What this exercise asks
**A.** In the passage on the violet-backed starling, what name does the bird have in the Venda language?
**B.** Reproduce the portion of the violet-backed starling passage starting with "The violet-backed starling" and going on through "from the ground.".
**C.** Carry the violet-backed starling passage further, picking up right after its last sentence.

Scientific classification
- Kingdom: Animalia
- Phylum: Chordata
- Class: Aves
- Order: Passeriformes
- Family: Sturnidae
- Genus: Cinnyricinclus Lesson, 1840
- Species: C. leucogaster
- Binomial name: Cinnyricinclus leucogaster (Boddaert, 1783)
- Synonyms: Turdus leucogaster Boddaert, 1783

= Violet-backed starling =

- Genus: Cinnyricinclus
- Species: leucogaster
- Authority: (Boddaert, 1783)
- Conservation status: LC
- Synonyms: Turdus leucogaster Boddaert, 1783
- Parent authority: Lesson, 1840

Species of bird

The violet-backed starling (Cinnyricinclus leucogaster), also known as the plum-coloured starling or amethyst starling, or Ndambamukula in the Venda language, is a relatively small species (17 cm) of starling in the family Sturnidae. It is the only member of the genus Cinnyricinclus. This strongly sexually dimorphic species is found widely in the woodlands and savannah forest edges of mainland sub-Saharan Africa. It is rarely seen on the ground, but instead found in trees and other locations away from the ground.

Given entries

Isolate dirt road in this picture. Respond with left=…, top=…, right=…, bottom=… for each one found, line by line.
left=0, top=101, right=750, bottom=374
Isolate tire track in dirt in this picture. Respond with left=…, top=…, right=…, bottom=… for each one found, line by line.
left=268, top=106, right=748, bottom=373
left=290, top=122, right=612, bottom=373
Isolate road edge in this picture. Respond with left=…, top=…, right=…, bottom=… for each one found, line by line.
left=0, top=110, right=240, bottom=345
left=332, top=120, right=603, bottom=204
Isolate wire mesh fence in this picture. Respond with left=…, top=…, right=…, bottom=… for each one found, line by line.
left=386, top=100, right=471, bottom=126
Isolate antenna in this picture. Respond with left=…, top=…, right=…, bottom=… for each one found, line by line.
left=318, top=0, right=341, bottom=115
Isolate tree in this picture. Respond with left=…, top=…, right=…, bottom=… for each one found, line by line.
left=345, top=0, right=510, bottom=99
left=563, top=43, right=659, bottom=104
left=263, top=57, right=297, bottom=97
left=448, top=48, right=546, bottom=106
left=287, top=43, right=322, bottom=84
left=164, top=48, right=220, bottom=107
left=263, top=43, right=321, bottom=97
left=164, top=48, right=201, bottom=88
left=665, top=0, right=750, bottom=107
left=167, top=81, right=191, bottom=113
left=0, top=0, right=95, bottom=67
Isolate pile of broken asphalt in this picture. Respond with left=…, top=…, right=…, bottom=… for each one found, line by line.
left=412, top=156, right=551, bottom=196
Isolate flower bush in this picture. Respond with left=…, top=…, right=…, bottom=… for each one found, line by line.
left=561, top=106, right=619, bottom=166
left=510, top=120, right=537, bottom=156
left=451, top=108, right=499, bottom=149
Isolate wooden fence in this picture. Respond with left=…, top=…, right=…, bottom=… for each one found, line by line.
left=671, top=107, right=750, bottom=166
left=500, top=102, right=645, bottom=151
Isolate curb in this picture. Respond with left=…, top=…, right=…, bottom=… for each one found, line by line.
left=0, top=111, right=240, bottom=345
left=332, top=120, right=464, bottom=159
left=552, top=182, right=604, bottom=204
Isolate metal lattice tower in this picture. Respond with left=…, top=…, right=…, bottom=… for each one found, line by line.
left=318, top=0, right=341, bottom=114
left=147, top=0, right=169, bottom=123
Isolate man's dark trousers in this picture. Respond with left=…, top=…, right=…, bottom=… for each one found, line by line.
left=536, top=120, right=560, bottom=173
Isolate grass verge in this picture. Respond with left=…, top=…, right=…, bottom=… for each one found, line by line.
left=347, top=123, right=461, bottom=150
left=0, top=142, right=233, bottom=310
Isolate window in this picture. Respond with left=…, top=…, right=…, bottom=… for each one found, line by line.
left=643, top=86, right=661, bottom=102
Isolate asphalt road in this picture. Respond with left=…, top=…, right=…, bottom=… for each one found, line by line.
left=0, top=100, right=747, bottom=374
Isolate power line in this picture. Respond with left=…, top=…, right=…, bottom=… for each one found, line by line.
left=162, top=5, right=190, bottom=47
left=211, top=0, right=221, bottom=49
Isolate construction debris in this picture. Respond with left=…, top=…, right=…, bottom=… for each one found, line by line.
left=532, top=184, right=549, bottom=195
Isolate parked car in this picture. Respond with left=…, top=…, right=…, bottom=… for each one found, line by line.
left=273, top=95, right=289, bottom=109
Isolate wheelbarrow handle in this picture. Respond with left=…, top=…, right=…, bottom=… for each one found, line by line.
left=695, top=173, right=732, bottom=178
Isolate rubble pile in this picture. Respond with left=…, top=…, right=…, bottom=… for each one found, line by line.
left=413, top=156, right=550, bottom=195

Task-by-task answers
**A.** Ndambamukula

**B.**
The violet-backed starling (Cinnyricinclus leucogaster), also known as the plum-coloured starling or amethyst starling, or Ndambamukula in the Venda language, is a relatively small species (17 cm) of starling in the family Sturnidae. It is the only member of the genus Cinnyricinclus. This strongly sexually dimorphic species is found widely in the woodlands and savannah forest edges of mainland sub-Saharan Africa. It is rarely seen on the ground, but instead found in trees and other locations away from the ground.

**C.**
==Taxonomy==
The violet-backed starling was described by the French polymath Georges-Louis Leclerc, Comte de Buffon in 1775 in his Histoire Naturelle des Oiseaux. The bird was also illustrated in a hand-coloured plate engraved by François-Nicolas Martinet in the Planches Enluminées D'Histoire Naturelle, which was produced under the supervision of Edme-Louis Daubenton to accompany Buffon's text. Neither the plate caption nor Buffon's description included a scientific name but in 1783 the Dutch naturalist Pieter Boddaert coined the binomial name Turdus leucogaster in his catalogue of the Planches Enluminées. The type locality is Benin in West Africa. The violet-backed starling is now the only species placed in the genus Cinnyricinclus that was introduced by French naturalist René Lesson in 1840. The violet-backed starling was designated as the type species by the English naturalist George Robert Gray in 1855.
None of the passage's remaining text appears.